**** RECORD SET

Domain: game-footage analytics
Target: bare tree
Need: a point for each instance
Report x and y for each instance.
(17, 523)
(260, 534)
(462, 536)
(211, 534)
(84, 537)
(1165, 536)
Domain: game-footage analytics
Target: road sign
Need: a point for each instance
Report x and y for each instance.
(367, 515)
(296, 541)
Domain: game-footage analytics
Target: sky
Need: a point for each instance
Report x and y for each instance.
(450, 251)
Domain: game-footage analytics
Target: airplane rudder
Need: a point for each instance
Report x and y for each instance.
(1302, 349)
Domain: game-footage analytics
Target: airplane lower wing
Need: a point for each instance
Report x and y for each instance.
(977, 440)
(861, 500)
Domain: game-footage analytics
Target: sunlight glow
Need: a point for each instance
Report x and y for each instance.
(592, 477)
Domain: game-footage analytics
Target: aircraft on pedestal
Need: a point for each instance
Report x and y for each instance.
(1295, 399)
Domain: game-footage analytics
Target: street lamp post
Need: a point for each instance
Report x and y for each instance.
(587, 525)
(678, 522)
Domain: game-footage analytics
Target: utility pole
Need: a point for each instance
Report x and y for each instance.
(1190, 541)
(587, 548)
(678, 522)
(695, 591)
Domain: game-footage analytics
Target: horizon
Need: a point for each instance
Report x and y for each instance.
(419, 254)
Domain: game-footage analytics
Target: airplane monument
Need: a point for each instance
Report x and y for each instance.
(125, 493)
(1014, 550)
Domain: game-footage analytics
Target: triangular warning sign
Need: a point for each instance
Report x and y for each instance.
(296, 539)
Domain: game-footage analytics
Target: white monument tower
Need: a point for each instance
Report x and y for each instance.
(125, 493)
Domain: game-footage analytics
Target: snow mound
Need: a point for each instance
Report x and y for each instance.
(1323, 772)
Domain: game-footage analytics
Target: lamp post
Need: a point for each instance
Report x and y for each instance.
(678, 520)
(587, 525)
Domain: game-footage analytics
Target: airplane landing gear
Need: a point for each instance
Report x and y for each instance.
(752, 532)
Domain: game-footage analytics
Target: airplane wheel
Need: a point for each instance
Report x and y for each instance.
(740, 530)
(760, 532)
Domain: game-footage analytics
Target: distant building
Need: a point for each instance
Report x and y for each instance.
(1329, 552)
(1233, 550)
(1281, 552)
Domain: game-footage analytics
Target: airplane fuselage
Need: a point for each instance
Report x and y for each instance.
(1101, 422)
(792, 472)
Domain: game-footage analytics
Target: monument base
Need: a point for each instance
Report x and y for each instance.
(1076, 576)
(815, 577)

********
**** RECORD SET

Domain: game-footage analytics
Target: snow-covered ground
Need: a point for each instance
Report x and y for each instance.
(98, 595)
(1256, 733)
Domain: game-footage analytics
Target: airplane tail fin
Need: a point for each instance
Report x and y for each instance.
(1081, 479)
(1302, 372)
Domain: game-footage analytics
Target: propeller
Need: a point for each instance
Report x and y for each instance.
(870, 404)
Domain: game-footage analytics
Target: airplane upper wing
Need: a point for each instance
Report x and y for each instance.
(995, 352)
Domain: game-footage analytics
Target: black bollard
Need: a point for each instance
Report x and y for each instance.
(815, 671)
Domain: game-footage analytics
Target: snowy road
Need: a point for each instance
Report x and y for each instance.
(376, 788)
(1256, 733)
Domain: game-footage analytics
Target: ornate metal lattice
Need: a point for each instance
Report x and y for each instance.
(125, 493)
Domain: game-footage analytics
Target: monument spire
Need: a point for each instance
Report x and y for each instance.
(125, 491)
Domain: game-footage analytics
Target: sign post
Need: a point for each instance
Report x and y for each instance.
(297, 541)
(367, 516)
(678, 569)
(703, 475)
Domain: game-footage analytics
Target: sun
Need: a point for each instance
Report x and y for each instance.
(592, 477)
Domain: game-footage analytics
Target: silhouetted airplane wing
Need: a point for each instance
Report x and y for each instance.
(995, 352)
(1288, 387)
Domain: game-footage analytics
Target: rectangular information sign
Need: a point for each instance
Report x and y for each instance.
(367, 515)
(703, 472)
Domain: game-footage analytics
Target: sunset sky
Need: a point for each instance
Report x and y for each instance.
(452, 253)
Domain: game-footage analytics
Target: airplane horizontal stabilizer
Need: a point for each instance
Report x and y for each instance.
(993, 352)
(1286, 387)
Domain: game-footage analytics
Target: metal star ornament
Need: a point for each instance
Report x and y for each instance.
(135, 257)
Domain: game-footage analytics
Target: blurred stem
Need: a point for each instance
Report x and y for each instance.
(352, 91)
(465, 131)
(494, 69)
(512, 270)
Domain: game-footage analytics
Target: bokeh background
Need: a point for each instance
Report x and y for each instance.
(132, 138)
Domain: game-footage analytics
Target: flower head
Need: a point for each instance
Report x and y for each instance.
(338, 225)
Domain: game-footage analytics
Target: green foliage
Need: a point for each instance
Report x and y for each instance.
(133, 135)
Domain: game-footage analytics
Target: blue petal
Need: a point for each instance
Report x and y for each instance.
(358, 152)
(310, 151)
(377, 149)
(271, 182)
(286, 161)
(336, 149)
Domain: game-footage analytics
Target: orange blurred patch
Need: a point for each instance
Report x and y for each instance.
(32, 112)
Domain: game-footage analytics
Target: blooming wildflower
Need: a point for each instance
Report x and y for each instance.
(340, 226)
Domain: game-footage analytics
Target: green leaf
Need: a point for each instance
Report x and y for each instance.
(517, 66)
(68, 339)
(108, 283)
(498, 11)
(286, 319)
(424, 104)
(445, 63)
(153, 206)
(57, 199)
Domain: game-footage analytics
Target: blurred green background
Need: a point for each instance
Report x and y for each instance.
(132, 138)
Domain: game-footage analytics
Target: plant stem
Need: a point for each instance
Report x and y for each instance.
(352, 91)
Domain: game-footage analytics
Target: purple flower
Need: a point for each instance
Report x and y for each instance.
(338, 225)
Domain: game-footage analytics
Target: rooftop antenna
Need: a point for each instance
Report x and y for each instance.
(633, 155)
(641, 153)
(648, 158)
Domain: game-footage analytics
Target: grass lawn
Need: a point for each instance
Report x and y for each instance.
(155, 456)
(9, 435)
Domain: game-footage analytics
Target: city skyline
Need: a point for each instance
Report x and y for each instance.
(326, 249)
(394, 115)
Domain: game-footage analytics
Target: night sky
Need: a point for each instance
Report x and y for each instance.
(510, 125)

********

◆ REQUIRED TASK: Find every line in the records that contains the string "wing" and copy each such line in full. Matching is case-sensitive.

◆ WRITTEN ANSWER:
Target: airplane lower wing
Target: airplane upper wing
Target: silhouetted airplane wing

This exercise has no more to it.